═══ EXERCISE TEXT ═══

Hageman Distinguished Lecturer in Agricultural Biochemistry

Image of Dr. Jennifer Lippincott-SchwartzDr. Jennifer Lippincott-Schwartz

Howard Hughes Medical Institute Janelia Research Campus
Member, U.S. National Academy of Sciences

April 26-27, 2017

Public Lecture: "Emerging fluorescence technology to study cell architecture and dynamics"

Research Colloquium: "Imaging cell survival under starvation: role of lipid droplets, mitochondria and autophagy"

About the Speaker

Jennifer Lippincott-Schwartz, is currently a Group Leader in Neurobiology at the Janelia Farm campus of Howard Hughes Medical Institute. From 1986 until 2016 she was at the NIH, most recently as Section Chief on Organelle Biology in the Laboratory of Cell Biology, NICHD. She has focused on dynamic aspects of cell biology, including endocytic vesicles, mitotic nuclear envelope, ER, Golgi and lysosomes, using fluorescence techniques to visualize the rapid movement, assembly and disassembly of these organelles by applying tools such as FRAP (Fluorescence Recovery after Photobleaching). Her more recent work yields spacial resolution beyond the diffraction limit of visible light, using PALM (Photo-Activated Localization Microscopy).

Dr. Lippincott-Schwartz was born in Manhattan KS. Her father, Ellis R. Lippincott, a physical chemist whose name is well known to spectroscopists, was a faculty member in chemistry at that time. Soon they moved to College Park, Maryland, and then to a horse farm in northern Virginia. Dr. Lippincott-Schwartz attended Swarthmore College, where she majored in psychology and philosophy through the honors program. This prepared her well to consider doing the impossible- seeing beyond the diffraction limit of conventional light microscopy. Following college she spent a couple years teaching at a girls school in Kenya, and then at a boys school near Palo Alto, following which she studied biology/biophysics with Phil Hanawalt at Stanford (M.S. on excision repair of E coli DNA).

═══ INPUT DATA ═══

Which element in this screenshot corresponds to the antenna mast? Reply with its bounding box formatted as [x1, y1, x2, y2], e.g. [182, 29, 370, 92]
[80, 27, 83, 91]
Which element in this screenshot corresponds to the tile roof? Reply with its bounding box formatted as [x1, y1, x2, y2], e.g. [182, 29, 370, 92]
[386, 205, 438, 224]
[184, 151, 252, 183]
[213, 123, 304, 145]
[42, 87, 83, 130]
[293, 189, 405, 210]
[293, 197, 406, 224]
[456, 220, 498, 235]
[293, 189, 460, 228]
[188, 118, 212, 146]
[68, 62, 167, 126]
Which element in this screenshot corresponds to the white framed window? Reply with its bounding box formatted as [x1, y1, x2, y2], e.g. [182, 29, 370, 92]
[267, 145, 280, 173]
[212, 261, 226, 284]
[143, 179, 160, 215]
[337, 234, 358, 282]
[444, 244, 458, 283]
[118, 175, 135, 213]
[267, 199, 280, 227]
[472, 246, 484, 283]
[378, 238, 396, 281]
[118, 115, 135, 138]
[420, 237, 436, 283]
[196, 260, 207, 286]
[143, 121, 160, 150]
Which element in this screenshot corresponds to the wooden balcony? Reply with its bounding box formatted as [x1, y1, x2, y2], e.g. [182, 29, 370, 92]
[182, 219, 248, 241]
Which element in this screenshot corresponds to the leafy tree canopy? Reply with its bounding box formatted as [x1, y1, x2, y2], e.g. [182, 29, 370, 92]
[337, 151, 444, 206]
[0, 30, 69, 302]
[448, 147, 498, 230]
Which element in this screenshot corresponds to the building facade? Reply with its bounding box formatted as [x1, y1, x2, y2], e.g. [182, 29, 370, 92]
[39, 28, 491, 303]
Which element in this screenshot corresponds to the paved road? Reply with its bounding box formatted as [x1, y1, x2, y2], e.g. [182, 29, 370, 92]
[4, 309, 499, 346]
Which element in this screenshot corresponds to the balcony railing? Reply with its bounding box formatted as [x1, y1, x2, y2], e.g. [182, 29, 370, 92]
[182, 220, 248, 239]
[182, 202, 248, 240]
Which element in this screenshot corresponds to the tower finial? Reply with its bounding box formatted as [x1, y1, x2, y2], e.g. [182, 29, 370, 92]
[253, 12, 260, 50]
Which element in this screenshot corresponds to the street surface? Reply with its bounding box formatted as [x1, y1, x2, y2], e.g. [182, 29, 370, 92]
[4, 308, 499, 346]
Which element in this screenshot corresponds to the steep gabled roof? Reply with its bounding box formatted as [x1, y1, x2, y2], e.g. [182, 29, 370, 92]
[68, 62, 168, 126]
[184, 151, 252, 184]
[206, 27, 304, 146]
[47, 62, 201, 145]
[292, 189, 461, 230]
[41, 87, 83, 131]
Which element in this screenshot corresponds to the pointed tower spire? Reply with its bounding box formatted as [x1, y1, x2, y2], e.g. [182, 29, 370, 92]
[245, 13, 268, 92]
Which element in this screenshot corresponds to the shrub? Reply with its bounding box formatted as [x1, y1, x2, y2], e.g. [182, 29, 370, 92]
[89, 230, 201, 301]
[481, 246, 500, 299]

═══
═══ INPUT DATA ═══

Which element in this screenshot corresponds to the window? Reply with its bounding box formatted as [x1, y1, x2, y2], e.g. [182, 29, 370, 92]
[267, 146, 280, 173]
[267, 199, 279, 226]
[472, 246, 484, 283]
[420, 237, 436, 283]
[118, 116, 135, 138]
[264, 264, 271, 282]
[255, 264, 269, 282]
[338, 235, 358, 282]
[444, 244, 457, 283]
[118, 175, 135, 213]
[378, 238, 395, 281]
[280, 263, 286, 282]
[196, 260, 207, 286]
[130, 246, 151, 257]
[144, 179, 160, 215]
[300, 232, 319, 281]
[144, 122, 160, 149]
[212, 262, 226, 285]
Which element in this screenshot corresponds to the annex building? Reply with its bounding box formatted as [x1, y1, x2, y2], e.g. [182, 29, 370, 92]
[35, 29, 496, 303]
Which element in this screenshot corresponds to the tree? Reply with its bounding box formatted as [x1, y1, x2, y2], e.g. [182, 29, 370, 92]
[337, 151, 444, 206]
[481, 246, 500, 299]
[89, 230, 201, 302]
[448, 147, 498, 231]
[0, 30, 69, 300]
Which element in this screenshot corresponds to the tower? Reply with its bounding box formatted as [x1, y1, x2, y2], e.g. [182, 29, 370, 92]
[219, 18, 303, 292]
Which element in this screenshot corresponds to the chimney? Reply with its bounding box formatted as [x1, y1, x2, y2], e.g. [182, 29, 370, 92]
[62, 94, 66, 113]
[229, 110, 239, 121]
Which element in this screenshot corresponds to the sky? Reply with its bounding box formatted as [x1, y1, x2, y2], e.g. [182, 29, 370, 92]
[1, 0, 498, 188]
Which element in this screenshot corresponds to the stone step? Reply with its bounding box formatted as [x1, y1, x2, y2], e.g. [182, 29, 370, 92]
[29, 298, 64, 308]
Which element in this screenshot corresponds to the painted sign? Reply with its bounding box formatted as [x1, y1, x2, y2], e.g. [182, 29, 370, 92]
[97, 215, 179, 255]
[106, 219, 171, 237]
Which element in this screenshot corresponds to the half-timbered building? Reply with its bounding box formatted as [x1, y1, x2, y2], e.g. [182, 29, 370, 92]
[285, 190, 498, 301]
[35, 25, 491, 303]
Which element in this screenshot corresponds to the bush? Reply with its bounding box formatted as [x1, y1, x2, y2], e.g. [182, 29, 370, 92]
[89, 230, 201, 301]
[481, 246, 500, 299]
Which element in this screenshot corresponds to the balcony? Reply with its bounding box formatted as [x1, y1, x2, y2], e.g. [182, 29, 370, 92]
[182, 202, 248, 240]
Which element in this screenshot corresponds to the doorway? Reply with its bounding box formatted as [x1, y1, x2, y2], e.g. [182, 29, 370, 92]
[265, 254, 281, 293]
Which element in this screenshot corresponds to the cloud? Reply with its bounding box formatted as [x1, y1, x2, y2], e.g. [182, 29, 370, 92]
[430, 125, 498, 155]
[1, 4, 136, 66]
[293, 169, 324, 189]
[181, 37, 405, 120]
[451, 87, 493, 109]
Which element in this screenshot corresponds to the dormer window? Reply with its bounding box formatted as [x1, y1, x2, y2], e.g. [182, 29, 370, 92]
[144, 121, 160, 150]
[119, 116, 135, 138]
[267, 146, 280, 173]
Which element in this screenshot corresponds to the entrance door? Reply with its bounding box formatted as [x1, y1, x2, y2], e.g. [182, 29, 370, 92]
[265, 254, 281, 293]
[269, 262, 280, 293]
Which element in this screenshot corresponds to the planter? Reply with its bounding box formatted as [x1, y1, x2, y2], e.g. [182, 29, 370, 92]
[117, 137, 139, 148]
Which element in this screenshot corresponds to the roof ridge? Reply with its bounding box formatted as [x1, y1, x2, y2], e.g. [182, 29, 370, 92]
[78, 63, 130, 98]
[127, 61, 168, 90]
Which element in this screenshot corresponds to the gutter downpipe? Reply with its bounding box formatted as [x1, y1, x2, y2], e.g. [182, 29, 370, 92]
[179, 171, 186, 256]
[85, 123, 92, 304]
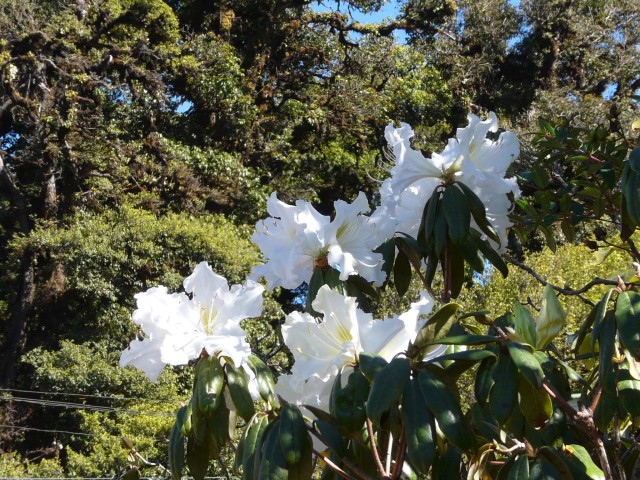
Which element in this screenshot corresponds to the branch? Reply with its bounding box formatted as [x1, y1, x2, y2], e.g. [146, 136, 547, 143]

═══

EXERCISE REQUIREMENTS :: Please continue the lecture announcement about Jennifer Lippincott-Schwartz, picking up after its last sentence.

TASK RESPONSE ::
For her PhD, Dr. Lippincott-Schwartz worked with Douglas Fambrough at Johns Hopkins University, showing that a lysosomal protein (LEP100, now LAMP-1) repeatedly cycled to the cell surface. She then moved to NIH to work with Richard Klausner, developing techniques to follow trafficking through multiple organelle systems. Using Brefeldin A she first showed how the Golgi apparatus and ER interchange parts. Continuing her work at the NIH as an independent investigator, she has pursued techniques that allow more precise and versatile visualization of cellular traffic flow. She was an early adopter of green fluorescent protein (GFP) and by using photo-activatable GFP developed in her laboratory, was able to watch the dispersal of constituents of a single lysosome to others within the cell in a relatively short time. It also made possible the development of the PALM technique, whereby sequentially, sparse populations of fluorescent particles are precisely mapped to develop over time a dense map at high resolution. Wednesday’s lecture will discuss use of this super-resolution imaging microscopy for live cells.

Dr. Lippincott-Schwartz is a member of the National Academy of Sciences and National Academy of Medicine, Fellow of the Biophysical Society and AAAS, and recently (2014) served as president of the American Society of Cell Biology. She is recipient of several awards related to microscopy, including the Robert Feulgen prize (Society for Histochemistry), Pearse prize (Royal Microscopy Society), and Keith Porter award (ASCB). She, is active on editorial boards for several journals, including Current Protocols in Cell Biology and Journal of Cell Science. She has coauthored a textbook on Cell Biology now in its 3rd edition and is author of around 200 publications.